> _Data for the task_
____
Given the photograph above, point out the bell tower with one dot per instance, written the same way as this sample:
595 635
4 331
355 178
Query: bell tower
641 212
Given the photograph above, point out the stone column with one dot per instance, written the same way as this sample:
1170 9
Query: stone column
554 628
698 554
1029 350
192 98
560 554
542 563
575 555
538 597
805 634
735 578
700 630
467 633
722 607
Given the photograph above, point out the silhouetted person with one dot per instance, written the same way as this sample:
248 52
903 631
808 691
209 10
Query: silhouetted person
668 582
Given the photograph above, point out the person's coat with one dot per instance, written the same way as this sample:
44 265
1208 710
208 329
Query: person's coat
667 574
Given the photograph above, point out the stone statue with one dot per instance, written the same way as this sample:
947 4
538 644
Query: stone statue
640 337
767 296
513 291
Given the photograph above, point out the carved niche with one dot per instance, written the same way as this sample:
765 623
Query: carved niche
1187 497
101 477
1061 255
____
> _Problem to solve_
Give back each record above exactly as written.

> _Written response_
Given the photograph above, point out the bell tower with one dot per instance, written the same way as this sample:
595 635
4 331
355 178
Query: bell tower
641 212
Given the photograph above, point out the stone column with one dot per instance, written the same way as this sample:
1170 9
Query: stone column
554 628
698 554
1029 350
192 98
560 554
542 563
575 555
538 597
805 634
735 578
700 630
467 633
722 607
Given the photograph above, point out the silhouetted person with one dot per instance, written the same way as this sample:
248 52
903 631
808 691
209 10
Query: silhouetted person
668 582
Given the photograph above, point out the person's coat with one dot per instance, written the same way as this sample:
44 265
1208 710
208 329
Query: person's coat
667 574
Given the photograph above, point out the stone statue with one dot per instance, written the same way as this sample:
947 4
538 644
Query: stone statue
640 337
767 296
513 291
Given the photograph above, point out the carved niche with one dot per instance, written the same way as this sample:
765 623
Query: carved niche
1187 497
101 477
1061 255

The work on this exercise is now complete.